##### Page extract #####

I waited for my skin to clear up, gave it time to heal and about a month later underwent surgery to have another PICC line put into the opposite arm. To my surprise, I developed the same allergic reaction, this time it only took 3 days. Again, I knew it was not worth the risk, and had it removed. I was only able to complete 4 months of my estimated 8 months-1 year of treatment. However, I did feel better and my lab work did show improvements.
A few months later, however, my labs showed that I was (once again) positive for Lyme. In fact, I still met the CDC standards for the diagnosis of an active Lyme infection and always have since I was first tested over a decade ago. Many people do not test positive but still have Lyme disease and/or other tick-borne diseases, since the testing is inaccurate. I decided no more antibiotics, which I later found out was a good decision, since they only killed the good bacteria and made my immune system weaker (in my case).
Once I somehow made it through school, even though it meant pushing myself to the extreme, causing me to become physically ill and mentally drained…that was it. I was sicker than ever because my body could only compensate for so long; it took a long time for me to recover from the 4 years of stress I endured to graduate from Syracuse University, never having the summers to rest because I went to summer school (being sick, I always took the minimum amount of credits each semester, which I could barely handle)!

#####

• [Exercise requirements]:
A. From the Lyme disease account, reproduce verbatim the passage starting at "I waited for" and ending at "did show improvements.".
B. In the Lyme disease account, how long did the allergic reaction take to develop after the second PICC line was put in?

##### Material supplied #####

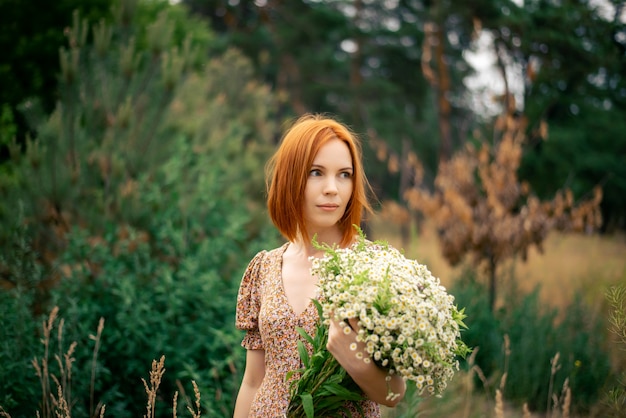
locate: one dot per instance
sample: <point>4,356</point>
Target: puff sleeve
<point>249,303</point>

#####
##### Material supplied #####

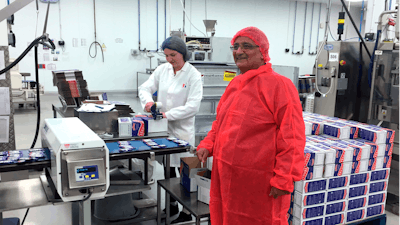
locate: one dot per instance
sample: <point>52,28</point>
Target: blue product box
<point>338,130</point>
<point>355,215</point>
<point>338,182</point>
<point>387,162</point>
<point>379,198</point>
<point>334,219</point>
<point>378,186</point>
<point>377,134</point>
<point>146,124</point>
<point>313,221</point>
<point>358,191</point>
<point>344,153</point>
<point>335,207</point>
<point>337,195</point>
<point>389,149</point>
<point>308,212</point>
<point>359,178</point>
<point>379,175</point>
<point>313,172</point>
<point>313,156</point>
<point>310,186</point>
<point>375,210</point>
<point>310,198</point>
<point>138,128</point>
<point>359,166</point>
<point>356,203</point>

#####

• [Task-by-task outputs]:
A.
I waited for my skin to clear up, gave it time to heal and about a month later underwent surgery to have another PICC line put into the opposite arm. To my surprise, I developed the same allergic reaction, this time it only took 3 days. Again, I knew it was not worth the risk, and had it removed. I was only able to complete 4 months of my estimated 8 months-1 year of treatment. However, I did feel better and my lab work did show improvements.

B. 3 days